STATED GOAL: Extract every line of the listing below that contains the string "stick", and copy each one in the order it appears.

[Location identification entries]

+---+

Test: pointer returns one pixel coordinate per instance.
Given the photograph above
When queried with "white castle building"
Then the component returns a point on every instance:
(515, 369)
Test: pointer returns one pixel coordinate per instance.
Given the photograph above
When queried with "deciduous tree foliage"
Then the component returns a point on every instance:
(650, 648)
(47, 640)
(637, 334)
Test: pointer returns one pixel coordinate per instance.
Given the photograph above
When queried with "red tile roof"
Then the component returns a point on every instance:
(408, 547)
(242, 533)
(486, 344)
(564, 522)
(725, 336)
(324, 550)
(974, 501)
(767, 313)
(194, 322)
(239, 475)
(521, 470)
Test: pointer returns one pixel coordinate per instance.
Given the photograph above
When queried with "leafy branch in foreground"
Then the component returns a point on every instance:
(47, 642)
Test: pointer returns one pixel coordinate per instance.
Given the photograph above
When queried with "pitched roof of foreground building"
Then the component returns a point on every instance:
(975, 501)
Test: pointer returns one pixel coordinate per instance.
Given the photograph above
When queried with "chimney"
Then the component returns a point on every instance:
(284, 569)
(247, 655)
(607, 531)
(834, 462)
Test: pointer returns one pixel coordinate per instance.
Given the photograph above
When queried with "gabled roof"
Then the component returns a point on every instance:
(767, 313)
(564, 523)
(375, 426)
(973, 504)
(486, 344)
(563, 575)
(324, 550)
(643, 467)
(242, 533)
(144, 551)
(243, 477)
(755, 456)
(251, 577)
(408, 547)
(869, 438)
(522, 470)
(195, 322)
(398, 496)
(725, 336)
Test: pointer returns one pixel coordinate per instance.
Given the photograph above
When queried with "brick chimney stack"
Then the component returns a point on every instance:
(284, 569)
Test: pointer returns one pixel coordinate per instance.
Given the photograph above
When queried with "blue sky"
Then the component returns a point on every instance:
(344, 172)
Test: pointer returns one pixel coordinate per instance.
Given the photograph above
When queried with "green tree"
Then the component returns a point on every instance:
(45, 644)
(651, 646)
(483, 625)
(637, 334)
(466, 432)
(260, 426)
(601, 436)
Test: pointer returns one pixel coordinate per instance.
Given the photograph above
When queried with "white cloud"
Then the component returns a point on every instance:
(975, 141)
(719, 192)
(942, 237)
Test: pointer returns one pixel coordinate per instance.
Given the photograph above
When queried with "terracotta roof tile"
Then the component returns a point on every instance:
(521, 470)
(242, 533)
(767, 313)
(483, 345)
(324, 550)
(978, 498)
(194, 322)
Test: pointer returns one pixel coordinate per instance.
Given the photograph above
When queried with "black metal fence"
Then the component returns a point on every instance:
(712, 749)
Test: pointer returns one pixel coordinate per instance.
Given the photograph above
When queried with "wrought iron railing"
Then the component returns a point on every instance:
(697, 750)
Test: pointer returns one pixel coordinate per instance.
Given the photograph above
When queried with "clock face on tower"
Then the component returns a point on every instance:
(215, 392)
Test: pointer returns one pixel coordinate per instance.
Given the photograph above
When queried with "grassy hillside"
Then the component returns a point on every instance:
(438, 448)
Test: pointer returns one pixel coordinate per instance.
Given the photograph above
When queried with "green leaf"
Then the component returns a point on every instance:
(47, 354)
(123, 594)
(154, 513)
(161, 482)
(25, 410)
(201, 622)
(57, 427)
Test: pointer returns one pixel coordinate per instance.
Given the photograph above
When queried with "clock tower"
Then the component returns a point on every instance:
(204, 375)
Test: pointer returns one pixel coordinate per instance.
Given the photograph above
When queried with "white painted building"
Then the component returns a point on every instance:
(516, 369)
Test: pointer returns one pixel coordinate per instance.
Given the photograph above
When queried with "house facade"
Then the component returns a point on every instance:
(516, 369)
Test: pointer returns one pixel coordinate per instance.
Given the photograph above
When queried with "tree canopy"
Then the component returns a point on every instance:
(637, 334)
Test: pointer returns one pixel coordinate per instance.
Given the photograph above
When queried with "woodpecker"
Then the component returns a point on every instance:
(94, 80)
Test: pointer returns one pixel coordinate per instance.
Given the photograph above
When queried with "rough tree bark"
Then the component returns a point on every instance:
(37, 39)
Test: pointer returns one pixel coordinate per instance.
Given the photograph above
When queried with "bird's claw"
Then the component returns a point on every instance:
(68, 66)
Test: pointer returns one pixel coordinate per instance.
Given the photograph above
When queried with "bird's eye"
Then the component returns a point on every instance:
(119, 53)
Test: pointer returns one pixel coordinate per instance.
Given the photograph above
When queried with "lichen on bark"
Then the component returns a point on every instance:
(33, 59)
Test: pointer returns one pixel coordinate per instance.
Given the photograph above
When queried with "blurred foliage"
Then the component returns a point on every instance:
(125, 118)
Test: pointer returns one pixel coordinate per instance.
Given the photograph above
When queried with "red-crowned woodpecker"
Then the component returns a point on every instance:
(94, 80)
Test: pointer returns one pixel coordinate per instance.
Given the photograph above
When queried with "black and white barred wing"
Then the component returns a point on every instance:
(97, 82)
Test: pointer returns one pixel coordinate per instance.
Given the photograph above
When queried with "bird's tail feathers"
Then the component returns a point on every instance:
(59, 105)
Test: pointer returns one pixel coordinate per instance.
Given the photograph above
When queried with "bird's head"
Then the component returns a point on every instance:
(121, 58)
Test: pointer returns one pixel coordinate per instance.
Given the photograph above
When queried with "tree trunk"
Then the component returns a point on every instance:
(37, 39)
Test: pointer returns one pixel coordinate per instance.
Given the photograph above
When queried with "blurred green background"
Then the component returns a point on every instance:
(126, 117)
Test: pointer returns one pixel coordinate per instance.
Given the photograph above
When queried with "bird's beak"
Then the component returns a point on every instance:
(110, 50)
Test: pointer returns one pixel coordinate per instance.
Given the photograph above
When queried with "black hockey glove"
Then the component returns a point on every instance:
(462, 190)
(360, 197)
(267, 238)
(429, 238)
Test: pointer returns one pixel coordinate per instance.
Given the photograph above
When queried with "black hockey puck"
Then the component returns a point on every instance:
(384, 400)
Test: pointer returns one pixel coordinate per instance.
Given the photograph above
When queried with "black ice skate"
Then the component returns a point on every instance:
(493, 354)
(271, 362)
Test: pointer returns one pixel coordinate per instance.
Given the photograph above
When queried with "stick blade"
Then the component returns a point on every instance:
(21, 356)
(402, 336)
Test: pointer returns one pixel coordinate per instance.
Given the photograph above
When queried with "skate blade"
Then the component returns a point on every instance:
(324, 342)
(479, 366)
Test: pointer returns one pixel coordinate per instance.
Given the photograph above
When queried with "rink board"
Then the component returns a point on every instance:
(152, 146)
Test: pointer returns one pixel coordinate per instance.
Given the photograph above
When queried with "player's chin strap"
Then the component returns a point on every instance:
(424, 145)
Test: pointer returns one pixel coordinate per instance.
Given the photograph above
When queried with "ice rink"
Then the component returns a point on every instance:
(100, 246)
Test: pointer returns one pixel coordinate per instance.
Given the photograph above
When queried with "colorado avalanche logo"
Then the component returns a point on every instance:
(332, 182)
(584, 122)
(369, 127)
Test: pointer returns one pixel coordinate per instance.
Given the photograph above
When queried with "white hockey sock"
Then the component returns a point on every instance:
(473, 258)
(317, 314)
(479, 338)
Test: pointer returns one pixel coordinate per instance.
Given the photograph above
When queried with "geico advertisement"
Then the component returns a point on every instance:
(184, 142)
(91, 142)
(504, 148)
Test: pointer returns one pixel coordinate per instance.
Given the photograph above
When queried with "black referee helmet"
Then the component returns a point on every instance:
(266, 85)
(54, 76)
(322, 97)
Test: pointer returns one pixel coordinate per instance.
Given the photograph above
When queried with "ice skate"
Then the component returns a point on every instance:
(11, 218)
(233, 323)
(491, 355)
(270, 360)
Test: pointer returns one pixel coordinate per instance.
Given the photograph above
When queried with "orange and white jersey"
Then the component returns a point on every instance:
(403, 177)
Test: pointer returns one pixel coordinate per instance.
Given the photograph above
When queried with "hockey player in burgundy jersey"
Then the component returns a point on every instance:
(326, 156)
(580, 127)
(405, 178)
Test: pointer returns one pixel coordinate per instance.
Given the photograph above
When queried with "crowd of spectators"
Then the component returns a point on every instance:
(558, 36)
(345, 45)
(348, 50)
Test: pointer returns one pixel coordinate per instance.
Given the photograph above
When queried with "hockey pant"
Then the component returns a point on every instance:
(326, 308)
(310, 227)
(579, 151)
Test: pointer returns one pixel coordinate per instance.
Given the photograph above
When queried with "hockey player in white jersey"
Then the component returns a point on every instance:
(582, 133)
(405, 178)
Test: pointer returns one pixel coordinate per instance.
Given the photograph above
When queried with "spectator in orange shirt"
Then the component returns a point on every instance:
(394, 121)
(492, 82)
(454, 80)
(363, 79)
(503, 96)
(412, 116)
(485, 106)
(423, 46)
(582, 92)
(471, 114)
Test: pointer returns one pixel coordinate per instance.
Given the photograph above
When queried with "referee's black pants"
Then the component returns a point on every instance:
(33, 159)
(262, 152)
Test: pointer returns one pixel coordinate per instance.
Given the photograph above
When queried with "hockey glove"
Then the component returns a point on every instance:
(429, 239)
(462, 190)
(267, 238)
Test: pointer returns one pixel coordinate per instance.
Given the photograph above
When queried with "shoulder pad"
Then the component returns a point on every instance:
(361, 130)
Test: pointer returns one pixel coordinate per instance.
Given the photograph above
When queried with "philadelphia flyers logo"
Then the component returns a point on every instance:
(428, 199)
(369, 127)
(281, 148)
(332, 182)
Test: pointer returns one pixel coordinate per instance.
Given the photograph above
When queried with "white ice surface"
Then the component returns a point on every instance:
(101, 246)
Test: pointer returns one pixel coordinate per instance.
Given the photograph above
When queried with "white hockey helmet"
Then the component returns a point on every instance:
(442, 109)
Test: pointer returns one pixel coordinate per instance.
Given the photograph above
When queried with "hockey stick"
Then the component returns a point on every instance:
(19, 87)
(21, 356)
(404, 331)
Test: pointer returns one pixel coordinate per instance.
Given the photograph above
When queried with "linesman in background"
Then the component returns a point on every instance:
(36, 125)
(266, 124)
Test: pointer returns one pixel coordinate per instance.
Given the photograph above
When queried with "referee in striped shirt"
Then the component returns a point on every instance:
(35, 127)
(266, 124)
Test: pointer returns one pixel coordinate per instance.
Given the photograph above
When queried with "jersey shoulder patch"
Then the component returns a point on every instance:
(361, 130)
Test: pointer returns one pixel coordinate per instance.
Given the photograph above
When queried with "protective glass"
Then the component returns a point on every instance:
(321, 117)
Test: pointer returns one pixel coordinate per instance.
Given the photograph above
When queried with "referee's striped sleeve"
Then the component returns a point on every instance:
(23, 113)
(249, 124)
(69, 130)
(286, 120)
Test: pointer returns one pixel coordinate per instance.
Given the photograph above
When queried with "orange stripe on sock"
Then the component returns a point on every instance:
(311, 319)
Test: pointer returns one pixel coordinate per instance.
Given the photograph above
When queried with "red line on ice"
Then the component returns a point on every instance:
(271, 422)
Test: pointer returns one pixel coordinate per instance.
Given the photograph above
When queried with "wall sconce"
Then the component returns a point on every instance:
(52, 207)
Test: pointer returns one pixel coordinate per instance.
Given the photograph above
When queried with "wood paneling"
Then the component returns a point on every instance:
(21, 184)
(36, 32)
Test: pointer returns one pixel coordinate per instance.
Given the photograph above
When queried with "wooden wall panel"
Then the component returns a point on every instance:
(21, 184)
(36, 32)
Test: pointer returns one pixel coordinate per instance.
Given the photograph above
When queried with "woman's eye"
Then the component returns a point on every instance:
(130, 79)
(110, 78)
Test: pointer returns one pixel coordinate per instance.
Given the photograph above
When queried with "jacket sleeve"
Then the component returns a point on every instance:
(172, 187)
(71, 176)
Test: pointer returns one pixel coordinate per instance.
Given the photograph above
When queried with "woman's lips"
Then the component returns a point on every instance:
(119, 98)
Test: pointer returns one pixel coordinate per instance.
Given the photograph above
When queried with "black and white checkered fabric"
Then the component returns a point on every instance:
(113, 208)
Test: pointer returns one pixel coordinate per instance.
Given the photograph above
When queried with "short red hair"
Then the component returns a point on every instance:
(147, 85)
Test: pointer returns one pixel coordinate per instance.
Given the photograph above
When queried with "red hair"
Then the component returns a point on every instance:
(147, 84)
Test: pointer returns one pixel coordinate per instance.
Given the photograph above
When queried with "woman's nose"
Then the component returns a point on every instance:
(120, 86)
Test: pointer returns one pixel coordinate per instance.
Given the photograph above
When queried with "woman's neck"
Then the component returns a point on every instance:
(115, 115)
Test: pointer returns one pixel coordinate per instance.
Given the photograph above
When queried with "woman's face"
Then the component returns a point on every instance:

+---+

EXERCISE OUTPUT:
When queried with "stick blade"
When queried with "hockey stick"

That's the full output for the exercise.